## Named object pointing data
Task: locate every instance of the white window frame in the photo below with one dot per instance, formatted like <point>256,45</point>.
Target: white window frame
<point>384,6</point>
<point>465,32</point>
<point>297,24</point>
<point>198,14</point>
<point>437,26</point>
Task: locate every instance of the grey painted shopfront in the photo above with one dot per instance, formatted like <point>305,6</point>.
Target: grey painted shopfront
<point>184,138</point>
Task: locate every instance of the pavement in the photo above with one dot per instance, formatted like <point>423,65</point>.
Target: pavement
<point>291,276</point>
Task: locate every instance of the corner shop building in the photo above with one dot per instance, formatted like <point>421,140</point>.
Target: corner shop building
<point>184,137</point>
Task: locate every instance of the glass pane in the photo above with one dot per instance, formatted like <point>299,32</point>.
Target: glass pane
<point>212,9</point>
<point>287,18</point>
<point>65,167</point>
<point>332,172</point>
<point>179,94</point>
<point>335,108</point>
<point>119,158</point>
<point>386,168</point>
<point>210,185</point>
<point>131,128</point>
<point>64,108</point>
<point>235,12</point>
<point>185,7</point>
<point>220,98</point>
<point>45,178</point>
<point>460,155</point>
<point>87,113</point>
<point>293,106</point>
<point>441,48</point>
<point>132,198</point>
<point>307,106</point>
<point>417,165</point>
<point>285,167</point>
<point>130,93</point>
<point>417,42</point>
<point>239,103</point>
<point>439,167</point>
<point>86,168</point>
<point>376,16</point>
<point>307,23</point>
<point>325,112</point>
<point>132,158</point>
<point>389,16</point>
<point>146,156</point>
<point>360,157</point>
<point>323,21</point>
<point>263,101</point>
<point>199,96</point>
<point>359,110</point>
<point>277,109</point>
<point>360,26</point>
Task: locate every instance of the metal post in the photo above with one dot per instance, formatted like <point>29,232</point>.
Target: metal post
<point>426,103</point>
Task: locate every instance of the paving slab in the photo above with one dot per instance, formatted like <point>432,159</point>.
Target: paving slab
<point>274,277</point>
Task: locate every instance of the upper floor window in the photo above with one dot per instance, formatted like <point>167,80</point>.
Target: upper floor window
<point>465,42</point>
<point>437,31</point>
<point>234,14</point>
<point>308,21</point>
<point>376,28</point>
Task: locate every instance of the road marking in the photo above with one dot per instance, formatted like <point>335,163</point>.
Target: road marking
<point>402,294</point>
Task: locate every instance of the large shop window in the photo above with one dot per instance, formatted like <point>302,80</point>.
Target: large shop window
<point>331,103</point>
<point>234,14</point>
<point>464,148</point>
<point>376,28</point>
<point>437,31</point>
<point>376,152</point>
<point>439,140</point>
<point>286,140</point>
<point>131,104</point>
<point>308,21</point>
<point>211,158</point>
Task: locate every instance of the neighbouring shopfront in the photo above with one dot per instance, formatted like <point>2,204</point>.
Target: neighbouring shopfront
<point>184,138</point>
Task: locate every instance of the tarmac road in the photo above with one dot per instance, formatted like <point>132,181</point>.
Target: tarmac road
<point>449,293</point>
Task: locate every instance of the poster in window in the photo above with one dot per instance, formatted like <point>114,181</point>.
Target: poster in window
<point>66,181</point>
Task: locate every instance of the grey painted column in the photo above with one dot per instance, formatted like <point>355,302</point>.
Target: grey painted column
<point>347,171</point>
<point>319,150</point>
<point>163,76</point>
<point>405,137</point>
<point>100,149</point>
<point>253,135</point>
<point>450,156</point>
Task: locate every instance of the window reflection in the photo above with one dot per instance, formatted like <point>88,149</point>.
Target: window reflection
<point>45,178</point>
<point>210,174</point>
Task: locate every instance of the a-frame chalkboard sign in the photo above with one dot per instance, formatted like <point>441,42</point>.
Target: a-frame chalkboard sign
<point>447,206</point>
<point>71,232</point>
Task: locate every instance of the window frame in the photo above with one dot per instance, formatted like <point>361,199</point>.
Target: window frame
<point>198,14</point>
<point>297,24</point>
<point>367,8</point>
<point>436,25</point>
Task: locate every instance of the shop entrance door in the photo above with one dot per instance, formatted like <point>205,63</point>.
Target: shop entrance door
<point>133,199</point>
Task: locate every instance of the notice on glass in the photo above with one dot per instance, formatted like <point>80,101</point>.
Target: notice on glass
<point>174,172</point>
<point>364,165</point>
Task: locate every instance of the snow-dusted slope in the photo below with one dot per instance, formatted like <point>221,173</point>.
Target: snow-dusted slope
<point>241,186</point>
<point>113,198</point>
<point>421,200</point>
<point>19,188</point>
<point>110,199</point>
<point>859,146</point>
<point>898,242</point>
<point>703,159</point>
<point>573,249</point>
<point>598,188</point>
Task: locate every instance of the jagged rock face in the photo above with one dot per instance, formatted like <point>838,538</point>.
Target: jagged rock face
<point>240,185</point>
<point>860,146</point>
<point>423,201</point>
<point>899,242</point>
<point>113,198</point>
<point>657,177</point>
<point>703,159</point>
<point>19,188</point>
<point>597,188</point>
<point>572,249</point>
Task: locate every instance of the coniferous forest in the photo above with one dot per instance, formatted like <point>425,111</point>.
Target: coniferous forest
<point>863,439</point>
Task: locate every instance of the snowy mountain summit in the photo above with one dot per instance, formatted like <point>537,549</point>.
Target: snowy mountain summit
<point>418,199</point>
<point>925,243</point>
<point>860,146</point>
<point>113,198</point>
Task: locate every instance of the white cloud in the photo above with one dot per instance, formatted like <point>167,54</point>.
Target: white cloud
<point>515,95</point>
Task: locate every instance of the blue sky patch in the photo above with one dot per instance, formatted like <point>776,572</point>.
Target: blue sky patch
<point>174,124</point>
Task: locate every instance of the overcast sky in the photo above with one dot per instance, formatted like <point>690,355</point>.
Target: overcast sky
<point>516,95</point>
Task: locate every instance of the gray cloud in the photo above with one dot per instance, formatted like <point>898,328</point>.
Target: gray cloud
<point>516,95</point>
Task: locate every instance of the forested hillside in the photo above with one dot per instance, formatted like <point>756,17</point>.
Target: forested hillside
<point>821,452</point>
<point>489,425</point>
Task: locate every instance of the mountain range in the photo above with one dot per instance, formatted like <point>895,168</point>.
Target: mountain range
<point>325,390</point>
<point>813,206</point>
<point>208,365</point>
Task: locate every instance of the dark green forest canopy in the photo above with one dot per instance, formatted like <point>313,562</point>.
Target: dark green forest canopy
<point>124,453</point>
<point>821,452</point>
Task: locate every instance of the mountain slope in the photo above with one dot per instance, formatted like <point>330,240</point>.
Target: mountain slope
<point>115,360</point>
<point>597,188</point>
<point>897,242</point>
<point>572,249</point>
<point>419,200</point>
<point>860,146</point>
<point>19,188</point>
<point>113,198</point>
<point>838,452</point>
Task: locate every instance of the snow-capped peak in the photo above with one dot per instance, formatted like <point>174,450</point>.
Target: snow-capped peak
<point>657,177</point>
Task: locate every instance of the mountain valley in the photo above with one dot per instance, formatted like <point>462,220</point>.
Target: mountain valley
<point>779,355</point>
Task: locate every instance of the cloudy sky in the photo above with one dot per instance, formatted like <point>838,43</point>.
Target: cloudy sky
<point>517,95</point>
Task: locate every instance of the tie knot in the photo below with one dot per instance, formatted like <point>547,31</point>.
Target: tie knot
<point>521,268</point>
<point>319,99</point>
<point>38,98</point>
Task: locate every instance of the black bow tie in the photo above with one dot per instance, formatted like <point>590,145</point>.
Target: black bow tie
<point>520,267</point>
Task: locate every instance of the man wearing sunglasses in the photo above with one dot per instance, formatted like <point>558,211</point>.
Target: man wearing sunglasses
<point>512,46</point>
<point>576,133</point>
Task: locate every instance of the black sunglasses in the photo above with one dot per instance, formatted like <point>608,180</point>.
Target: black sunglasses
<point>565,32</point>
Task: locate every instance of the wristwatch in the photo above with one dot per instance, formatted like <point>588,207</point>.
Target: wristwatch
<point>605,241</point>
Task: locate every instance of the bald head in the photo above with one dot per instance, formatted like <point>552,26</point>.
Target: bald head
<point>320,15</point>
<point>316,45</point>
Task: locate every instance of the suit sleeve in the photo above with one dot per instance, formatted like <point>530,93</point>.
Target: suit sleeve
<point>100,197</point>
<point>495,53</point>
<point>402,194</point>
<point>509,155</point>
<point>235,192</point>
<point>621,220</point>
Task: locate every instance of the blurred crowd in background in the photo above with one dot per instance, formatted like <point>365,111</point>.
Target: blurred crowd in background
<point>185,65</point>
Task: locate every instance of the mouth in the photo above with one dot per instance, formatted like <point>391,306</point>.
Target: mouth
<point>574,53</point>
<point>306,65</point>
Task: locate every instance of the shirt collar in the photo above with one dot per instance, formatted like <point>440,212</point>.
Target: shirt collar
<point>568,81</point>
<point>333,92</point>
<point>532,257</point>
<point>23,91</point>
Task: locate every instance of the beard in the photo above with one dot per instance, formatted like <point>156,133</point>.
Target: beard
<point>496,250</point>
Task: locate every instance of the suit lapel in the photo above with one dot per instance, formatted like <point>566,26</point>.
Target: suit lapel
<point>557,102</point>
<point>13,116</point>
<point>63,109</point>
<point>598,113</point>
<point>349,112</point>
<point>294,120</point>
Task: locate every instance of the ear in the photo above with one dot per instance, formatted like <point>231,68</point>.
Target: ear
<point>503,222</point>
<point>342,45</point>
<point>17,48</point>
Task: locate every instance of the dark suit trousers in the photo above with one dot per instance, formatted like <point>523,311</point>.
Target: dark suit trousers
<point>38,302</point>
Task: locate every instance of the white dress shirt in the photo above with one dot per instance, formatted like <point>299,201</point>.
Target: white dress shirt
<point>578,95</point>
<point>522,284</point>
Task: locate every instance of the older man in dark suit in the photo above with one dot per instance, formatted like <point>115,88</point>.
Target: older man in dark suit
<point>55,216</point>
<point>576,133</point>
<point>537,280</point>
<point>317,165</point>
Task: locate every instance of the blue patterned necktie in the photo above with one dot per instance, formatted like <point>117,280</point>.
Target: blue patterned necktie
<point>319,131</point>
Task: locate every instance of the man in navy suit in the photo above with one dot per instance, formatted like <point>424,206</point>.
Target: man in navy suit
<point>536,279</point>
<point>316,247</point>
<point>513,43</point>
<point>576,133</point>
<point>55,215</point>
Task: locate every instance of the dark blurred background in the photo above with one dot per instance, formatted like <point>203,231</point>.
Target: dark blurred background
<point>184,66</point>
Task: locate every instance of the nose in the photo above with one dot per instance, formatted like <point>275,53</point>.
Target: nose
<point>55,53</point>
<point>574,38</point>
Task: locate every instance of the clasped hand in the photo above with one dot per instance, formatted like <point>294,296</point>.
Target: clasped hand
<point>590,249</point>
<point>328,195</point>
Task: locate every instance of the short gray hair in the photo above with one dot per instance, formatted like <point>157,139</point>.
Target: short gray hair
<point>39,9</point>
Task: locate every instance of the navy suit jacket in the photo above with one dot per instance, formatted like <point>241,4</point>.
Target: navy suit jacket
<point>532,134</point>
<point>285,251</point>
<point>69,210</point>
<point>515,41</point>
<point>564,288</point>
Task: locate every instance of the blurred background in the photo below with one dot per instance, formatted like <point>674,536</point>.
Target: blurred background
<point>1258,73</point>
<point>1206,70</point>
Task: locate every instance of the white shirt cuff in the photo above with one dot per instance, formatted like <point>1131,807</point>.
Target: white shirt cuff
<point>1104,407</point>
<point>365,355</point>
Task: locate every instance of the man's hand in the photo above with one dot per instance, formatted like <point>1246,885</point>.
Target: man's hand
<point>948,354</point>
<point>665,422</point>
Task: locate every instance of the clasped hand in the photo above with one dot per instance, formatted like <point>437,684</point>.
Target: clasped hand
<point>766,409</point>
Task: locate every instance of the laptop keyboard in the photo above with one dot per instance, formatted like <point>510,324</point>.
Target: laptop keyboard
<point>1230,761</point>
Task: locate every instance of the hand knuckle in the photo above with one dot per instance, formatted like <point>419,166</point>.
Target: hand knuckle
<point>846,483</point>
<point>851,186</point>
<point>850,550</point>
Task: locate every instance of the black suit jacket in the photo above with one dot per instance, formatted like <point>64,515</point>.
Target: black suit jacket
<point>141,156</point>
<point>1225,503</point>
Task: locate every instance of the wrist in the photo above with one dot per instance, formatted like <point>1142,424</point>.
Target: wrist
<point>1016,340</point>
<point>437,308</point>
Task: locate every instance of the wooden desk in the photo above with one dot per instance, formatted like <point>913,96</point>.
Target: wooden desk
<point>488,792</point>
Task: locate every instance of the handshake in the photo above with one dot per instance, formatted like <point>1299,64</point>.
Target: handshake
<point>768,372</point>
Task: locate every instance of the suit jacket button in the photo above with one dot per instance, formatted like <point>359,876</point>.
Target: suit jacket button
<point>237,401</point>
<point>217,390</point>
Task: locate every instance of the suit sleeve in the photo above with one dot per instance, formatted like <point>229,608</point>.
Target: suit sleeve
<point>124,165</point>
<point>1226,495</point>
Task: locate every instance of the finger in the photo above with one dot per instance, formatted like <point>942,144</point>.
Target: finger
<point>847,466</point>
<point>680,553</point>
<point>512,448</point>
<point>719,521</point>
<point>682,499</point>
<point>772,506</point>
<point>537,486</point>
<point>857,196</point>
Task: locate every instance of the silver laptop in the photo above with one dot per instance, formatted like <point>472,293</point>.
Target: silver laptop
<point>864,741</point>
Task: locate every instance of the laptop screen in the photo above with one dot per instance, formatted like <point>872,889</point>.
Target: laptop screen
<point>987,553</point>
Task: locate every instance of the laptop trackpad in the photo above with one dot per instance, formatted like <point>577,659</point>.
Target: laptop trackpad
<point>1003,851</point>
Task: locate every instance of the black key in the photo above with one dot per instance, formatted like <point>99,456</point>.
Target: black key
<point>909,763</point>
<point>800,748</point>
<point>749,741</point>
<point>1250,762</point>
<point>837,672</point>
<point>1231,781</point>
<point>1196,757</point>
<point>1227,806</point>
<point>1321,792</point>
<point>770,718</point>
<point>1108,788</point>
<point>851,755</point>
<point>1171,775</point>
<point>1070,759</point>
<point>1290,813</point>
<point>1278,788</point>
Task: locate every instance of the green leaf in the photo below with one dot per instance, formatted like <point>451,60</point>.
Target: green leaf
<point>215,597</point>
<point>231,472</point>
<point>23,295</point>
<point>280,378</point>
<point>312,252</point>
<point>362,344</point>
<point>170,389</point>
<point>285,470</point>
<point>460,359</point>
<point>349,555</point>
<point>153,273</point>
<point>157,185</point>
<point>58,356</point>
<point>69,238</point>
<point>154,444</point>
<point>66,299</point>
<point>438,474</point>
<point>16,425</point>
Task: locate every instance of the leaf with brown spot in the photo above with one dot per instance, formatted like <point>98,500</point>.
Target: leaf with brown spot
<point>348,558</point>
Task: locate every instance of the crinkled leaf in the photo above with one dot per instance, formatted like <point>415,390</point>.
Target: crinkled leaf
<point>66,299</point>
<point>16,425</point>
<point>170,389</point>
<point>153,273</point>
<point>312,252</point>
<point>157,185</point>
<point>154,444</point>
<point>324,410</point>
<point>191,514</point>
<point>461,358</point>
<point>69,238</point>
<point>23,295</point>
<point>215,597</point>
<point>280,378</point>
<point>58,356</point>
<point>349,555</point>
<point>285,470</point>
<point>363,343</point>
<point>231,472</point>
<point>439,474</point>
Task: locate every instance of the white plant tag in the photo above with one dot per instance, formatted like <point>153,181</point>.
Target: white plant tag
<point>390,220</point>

## Do this
Reproduce the data above without any changes, from the line with "Task: locate every instance of the corner" to the line with "<point>184,137</point>", both included, and output nothing else.

## Answer to this task
Task: locate every instance of the corner shop building in the photo above with one dot per instance, formatted like <point>421,140</point>.
Target: corner shop building
<point>184,137</point>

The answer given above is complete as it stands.